■ **TASK DIRECTIONS**: Rewrite the records from the line containing "the meerkat ear" through the end of the records, keeping every line and shifting each x and y coordinate in the answers up by 60.

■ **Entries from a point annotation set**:
# # # # #

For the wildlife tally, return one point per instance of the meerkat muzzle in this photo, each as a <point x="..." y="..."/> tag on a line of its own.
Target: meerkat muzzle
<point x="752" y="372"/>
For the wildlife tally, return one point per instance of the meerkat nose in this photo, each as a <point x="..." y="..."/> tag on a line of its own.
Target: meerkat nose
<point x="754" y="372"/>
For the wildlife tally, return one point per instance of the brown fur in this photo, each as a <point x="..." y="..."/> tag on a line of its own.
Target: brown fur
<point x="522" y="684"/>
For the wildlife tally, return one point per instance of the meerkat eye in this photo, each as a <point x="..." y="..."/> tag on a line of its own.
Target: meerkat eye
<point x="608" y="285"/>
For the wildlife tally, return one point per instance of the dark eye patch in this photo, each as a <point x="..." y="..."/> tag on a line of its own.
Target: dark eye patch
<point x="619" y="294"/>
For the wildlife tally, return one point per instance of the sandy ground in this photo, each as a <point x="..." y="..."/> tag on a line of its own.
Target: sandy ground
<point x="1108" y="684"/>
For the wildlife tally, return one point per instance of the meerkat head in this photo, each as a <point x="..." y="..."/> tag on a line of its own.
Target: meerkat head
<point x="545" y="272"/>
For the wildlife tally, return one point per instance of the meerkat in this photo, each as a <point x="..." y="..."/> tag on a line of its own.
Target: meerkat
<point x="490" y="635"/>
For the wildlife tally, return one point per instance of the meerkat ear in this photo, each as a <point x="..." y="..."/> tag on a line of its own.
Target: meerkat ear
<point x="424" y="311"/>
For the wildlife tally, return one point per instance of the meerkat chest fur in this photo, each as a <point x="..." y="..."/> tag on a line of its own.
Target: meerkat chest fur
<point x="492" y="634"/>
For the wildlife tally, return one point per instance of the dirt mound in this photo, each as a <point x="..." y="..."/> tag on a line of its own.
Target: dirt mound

# # # # #

■ **ANSWER IN FULL**:
For the wildlife tally, return one point per instance of the meerkat ear in this photo, each as a <point x="..." y="..."/> tag on a line of its own.
Target: meerkat ear
<point x="484" y="371"/>
For the wildlife tally, return one point per instance of the meerkat chest fur in this photo, each as a <point x="..." y="..."/> tag on a line of its own.
Target: meerkat chest fur
<point x="552" y="694"/>
For the wildlife tally, return one point per instance of the dirt mound in this photo, each as a <point x="..." y="..."/> tag on a line of its own.
Target: dirt mound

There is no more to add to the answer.